Challenge: Copy the data precisely, keeping every character.

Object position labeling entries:
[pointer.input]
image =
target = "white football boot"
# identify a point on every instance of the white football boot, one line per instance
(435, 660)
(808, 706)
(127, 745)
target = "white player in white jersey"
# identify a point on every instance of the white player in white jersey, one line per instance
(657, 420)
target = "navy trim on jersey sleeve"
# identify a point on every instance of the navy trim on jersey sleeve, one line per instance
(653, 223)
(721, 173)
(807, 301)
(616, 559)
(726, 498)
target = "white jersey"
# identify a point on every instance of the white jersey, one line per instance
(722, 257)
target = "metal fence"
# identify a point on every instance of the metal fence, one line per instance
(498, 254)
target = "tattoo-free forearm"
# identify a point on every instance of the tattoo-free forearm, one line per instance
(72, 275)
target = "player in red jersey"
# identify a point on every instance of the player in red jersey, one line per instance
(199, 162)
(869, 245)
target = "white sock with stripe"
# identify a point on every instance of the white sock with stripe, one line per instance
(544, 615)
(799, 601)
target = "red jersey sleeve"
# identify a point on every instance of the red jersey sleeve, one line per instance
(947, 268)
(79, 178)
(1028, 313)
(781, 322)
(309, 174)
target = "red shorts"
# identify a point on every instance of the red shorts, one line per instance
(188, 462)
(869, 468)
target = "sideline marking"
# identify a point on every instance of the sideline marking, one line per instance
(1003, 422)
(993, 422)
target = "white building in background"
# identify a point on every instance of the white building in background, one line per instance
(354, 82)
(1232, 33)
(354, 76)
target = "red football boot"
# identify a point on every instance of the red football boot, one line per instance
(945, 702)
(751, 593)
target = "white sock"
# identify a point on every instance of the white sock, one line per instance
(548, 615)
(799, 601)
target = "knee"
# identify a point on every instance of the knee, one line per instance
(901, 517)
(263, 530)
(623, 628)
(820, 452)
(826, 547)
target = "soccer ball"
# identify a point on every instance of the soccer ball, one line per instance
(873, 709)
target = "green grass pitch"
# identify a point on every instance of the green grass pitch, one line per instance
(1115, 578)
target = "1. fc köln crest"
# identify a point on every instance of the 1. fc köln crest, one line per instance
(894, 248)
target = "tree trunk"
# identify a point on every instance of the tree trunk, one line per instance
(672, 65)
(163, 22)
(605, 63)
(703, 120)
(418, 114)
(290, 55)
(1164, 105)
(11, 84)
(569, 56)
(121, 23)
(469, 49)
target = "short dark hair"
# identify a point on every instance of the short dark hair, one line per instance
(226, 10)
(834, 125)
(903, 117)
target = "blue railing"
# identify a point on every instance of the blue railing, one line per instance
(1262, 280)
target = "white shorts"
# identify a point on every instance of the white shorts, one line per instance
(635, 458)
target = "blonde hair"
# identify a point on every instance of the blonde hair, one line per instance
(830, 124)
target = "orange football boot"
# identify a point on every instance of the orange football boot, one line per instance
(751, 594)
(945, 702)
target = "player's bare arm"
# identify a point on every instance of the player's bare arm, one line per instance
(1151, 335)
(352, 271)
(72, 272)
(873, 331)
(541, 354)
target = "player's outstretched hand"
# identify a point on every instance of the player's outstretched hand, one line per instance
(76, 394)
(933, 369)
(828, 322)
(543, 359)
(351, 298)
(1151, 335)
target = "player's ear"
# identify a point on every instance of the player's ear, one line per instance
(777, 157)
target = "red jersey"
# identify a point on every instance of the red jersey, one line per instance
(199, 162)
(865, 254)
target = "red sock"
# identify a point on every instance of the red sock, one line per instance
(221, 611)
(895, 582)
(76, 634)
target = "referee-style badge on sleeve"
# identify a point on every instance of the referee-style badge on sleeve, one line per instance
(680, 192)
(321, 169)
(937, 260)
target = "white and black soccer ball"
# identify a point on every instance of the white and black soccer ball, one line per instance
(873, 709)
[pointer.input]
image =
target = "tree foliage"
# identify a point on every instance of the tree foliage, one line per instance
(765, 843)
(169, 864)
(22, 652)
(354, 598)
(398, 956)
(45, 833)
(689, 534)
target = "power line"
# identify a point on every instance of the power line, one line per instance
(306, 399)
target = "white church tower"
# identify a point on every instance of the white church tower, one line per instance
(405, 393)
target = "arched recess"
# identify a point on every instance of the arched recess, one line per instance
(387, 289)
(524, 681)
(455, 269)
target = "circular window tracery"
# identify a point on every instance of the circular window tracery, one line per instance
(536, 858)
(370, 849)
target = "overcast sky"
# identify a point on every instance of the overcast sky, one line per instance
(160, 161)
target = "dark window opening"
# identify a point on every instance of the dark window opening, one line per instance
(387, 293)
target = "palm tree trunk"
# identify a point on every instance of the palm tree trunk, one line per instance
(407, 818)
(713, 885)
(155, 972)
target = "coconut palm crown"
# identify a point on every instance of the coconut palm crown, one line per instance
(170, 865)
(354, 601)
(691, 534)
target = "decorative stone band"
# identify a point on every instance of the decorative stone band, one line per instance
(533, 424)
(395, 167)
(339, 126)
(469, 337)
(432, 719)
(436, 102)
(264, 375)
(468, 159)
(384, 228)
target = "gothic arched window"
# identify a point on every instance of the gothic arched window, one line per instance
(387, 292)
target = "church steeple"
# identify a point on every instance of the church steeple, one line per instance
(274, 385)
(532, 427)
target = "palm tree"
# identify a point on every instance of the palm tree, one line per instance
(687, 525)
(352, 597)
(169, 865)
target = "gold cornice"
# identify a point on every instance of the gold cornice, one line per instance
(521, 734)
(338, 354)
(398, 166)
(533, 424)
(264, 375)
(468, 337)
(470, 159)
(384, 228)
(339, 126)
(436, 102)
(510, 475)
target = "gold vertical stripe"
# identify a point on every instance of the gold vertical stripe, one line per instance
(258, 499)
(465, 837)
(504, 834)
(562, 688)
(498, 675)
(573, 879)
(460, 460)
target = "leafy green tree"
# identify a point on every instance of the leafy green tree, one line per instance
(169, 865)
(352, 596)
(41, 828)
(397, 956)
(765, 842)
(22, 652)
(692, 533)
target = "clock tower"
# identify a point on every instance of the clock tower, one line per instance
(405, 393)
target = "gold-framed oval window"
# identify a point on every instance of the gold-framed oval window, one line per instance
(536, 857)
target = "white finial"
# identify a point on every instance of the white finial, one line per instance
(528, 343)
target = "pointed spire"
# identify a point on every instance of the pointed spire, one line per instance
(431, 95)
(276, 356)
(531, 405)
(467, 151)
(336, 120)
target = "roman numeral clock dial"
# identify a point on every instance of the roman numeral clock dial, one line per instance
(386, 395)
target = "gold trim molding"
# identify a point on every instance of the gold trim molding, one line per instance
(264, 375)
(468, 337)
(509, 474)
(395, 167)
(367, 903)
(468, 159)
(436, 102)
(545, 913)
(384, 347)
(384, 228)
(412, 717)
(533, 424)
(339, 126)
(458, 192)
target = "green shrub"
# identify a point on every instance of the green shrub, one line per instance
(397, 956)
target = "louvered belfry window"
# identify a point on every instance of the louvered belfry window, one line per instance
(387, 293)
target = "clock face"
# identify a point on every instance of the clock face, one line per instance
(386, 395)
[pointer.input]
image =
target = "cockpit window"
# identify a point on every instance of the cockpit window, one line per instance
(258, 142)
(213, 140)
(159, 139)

Result:
[pointer.input]
image =
target = "white football boot"
# identify a point on every instance of the white football boot, one line per instance
(435, 660)
(808, 706)
(127, 745)
target = "white player in white jersey"
# identify a point on every instance of the white player in white jersey, one line per instance
(657, 420)
target = "navy trim on jersey sleeve"
# identify a point on every instance of the navy trim on jersey sleeve, one line per instance
(653, 223)
(721, 173)
(807, 301)
(616, 559)
(726, 498)
target = "white jersey"
# identify a point on every instance of the white jersey, one line per instance
(722, 257)
target = "metal fence"
# identify a point on every instance of the metal fence, one line per instance
(498, 254)
target = "tattoo-free forearm"
# identify a point on every instance of the tattoo-free forearm, one line per instance
(72, 275)
target = "player in red jersey"
# identify a point on every instance of the player in red jersey, one line per instance
(199, 162)
(869, 245)
target = "white sock with stripe"
# identify a point on every instance of the white sock with stripe, one line per instance
(544, 615)
(799, 601)
target = "red jersey sleeve"
# identify a point on every instance of the red jersey sleeve, one line per instance
(947, 268)
(79, 178)
(1028, 313)
(781, 322)
(309, 174)
target = "red shorts"
# identify a point on every instance of the red shorts, one line per instance
(188, 462)
(869, 468)
target = "sideline marking"
# identify a point on every instance of the sideline marking, one line per instance
(1003, 422)
(993, 422)
target = "white building in background"
# identify a point on every instance of the white building in background, one line per instance
(354, 82)
(1232, 33)
(354, 76)
target = "red football boot"
# identify a point on every instance of the red football boot, one line per instance
(945, 702)
(751, 593)
target = "white sock"
# identify a point on every instance of the white sock, one line per instance
(548, 615)
(799, 601)
target = "knee"
# identify a point on every instance of the knee, one line per instance
(901, 517)
(263, 530)
(623, 628)
(820, 452)
(826, 547)
target = "soccer ball"
# identify a point on every instance of the soccer ball, one line per instance
(873, 709)
target = "green grass pitch"
# identify a point on every instance of the green grass pitch, one line per instance
(1115, 578)
target = "1. fc köln crest"
# identify a point on every instance of the 1. fc köln crest, one line per instance
(894, 248)
target = "tree trunk"
# identify a point on every instance of the tree trunk, one line per instance
(672, 65)
(163, 22)
(605, 63)
(703, 120)
(418, 114)
(290, 55)
(1164, 105)
(11, 84)
(569, 56)
(121, 23)
(469, 49)
target = "short dark hair"
# identify a point on every instance of the short dark hair, one line per instance
(226, 10)
(834, 125)
(903, 117)
target = "blue railing"
# identify a point on every instance of the blue railing, one line per instance
(1262, 280)
target = "white shorts"
# identify a point on every instance of the white shorts, one line per instance
(635, 458)
target = "blonde hair"
# identify a point on every instance of the blonde hair, one line per instance
(830, 124)
target = "orange football boot"
# identify a point on every instance of the orange football boot, one line per instance
(751, 594)
(945, 702)
target = "player's bare arm"
# identify a point on every instance of the player's bare arm, one line per instance
(1151, 335)
(352, 271)
(72, 272)
(873, 331)
(541, 354)
target = "player's outstretched hand"
# identify a point on every instance of the player's outstretched hand, one line per instance
(76, 394)
(933, 369)
(828, 322)
(543, 359)
(351, 298)
(1151, 335)
target = "player's ear"
# identify a point on every instance of the player's ear, one line per instance
(777, 157)
target = "red jersey"
# identify a point on every instance of the red jersey, one line per instance
(199, 162)
(865, 254)
target = "red sock"
# identify a point on every instance of the red sock, one line per instance
(221, 611)
(895, 582)
(76, 634)
target = "referee-style badge on sleeve"
# identify a point on every instance of the referee-style badge on sleeve, one line per instance
(680, 192)
(321, 169)
(937, 260)
target = "white and black soccer ball"
# identify a point on every instance of the white and black soccer ball, one line per instance
(873, 709)
[pointer.input]
image =
target = "tree foliage"
# identify a point on every instance of the tree foliage, one line per instance
(765, 843)
(169, 864)
(22, 652)
(354, 598)
(398, 956)
(45, 833)
(689, 534)
target = "power line"
# identify a point on every instance of the power line, one line per instance
(306, 399)
target = "white church tower"
# identify a point on every instance of the white church tower, one line per instance
(405, 393)
target = "arched recess"
# identify a point on every instance of the arched recess, one line per instance
(387, 289)
(524, 681)
(455, 269)
target = "circular window tracery"
# identify a point on every instance of the circular window tracery, one line per instance
(536, 858)
(370, 849)
target = "overcast sky"
# identify a point on every instance of the overcast sky, one line per instance
(160, 161)
target = "dark window opening"
# identify a point on every instance of the dark window opening, one line per instance
(387, 293)
target = "palm tree trunk"
# identify a point on every instance of the palm tree trunk, one line per instance
(407, 818)
(713, 885)
(155, 972)
target = "coconut palm crown"
# identify a point on every instance of the coconut palm crown, one line per instance
(170, 865)
(354, 601)
(691, 534)
target = "decorative stone band"
# identify a point on every instance of the decorative stone band, one line per instance
(533, 424)
(395, 167)
(339, 126)
(469, 337)
(432, 719)
(436, 102)
(264, 375)
(468, 159)
(384, 228)
target = "gothic arched window"
# identify a point on every instance of the gothic arched window, one line per instance
(387, 292)
target = "church steeple"
# identify a point on every instance of the church steeple, one line per instance
(274, 385)
(532, 427)
target = "palm tree"
# identify a point on every instance of the palm tree, one line per instance
(687, 525)
(352, 597)
(169, 865)
target = "gold cornice"
# identify a point on every instance of the gold cornice, one line per instance
(521, 734)
(338, 354)
(398, 166)
(533, 424)
(264, 375)
(468, 337)
(470, 159)
(384, 228)
(339, 126)
(436, 102)
(510, 475)
target = "gold vertical stripe"
# identify a point on every instance of the gold vertical stripe, one line per instance
(258, 499)
(465, 837)
(504, 834)
(562, 688)
(498, 675)
(573, 879)
(460, 460)
target = "leafy green tree"
# identify a point on every instance of the leafy green tree, one line per instance
(169, 865)
(352, 596)
(41, 828)
(397, 956)
(765, 842)
(22, 652)
(692, 533)
target = "clock tower"
# identify a point on every instance of the clock tower, one line per instance
(405, 393)
target = "gold-framed oval window"
# identify a point on every instance of the gold-framed oval window, one line per instance
(536, 857)
target = "white finial"
# identify a point on every instance of the white finial, one line per instance
(528, 343)
target = "pointed spire"
# identify a point on every instance of the pointed spire, one line per instance
(431, 95)
(276, 356)
(531, 405)
(467, 151)
(336, 120)
target = "roman numeral clock dial"
# identify a point on every instance of the roman numeral clock dial, one line per instance
(386, 395)
target = "gold trim molding"
# identify a point on every instance of the gold trim molding, one line per instance
(264, 375)
(468, 337)
(509, 474)
(395, 167)
(367, 903)
(468, 159)
(436, 102)
(545, 913)
(384, 347)
(384, 228)
(412, 717)
(533, 424)
(339, 126)
(458, 192)
target = "green shrub"
# identify a point on every instance of the green shrub, one line per instance
(397, 956)
target = "louvered belfry window"
# identify a point on every instance of the louvered belfry window, one line per instance
(387, 293)
target = "clock face"
# identify a point on every instance of the clock face, one line per instance
(386, 395)
[pointer.input]
image =
target = "cockpit window"
# identify a point on every instance of the cockpit window, one line per instance
(258, 142)
(213, 140)
(159, 139)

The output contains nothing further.